Which lines in the records contain the word "outline"? Pull out each of those lines and copy it in full.
__________________________________________________
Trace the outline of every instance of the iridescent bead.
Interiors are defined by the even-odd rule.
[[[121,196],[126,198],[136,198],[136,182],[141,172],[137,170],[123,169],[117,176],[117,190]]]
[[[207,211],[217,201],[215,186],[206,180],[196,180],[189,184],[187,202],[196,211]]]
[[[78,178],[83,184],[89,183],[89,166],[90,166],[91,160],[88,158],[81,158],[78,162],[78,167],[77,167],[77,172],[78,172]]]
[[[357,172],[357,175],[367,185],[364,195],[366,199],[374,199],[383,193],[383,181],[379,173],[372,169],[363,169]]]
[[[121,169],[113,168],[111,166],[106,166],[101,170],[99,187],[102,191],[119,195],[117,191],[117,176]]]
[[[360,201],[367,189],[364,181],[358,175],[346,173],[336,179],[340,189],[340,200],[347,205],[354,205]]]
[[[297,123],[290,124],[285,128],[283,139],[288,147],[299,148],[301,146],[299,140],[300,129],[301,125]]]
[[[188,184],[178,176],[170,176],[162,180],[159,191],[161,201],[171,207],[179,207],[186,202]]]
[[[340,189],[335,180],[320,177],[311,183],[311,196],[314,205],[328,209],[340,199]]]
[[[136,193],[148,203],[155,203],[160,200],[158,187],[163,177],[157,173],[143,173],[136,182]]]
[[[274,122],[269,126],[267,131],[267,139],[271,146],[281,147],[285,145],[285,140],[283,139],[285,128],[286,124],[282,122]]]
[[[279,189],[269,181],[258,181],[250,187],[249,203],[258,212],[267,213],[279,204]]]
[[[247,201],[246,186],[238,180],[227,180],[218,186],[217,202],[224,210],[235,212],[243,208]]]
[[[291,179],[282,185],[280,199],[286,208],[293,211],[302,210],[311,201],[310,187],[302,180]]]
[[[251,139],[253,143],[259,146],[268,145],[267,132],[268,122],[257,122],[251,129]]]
__________________________________________________
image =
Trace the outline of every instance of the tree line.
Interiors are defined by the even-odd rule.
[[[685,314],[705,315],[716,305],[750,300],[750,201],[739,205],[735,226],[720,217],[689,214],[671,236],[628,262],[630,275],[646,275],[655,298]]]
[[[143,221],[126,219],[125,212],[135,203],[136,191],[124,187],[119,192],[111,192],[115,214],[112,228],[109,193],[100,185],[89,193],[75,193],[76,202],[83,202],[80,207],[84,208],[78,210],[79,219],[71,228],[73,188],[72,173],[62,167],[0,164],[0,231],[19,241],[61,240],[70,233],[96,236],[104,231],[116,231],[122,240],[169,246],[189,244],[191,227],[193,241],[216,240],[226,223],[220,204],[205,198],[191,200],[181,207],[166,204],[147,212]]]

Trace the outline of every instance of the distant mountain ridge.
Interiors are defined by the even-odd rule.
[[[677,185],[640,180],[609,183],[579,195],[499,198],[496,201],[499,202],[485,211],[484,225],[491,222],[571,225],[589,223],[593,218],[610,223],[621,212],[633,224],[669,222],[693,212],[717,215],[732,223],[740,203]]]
__________________________________________________
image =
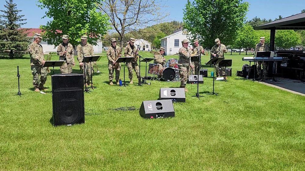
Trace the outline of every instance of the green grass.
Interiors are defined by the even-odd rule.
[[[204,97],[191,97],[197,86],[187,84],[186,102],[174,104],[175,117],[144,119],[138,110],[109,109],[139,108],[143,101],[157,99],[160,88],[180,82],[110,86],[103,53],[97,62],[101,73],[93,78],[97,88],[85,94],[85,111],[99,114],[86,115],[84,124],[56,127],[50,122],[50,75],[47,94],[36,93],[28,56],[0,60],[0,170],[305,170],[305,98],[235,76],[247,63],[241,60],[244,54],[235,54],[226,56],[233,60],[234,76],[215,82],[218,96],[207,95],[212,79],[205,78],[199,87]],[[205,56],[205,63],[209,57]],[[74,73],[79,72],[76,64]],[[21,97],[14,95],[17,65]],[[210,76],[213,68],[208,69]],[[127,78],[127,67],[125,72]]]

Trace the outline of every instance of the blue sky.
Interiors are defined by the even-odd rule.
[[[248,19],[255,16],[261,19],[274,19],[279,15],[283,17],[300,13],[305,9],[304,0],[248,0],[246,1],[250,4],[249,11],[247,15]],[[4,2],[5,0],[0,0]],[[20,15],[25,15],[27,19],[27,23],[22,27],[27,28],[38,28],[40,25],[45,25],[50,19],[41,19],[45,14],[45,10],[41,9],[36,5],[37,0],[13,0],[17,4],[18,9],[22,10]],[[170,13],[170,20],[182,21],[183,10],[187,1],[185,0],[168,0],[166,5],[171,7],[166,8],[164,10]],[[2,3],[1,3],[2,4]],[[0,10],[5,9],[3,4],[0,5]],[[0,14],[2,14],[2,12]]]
__________________________________________________
**REPLY TO THE EXERCISE**
Trace the outline of every instance of the iridescent bead.
Trace the outline of every instance of the tree line.
Trace the outline of every instance of the distant mountain ridge.
Trace the outline of every instance of the green grass.
Trace the outline of every instance of the blue sky.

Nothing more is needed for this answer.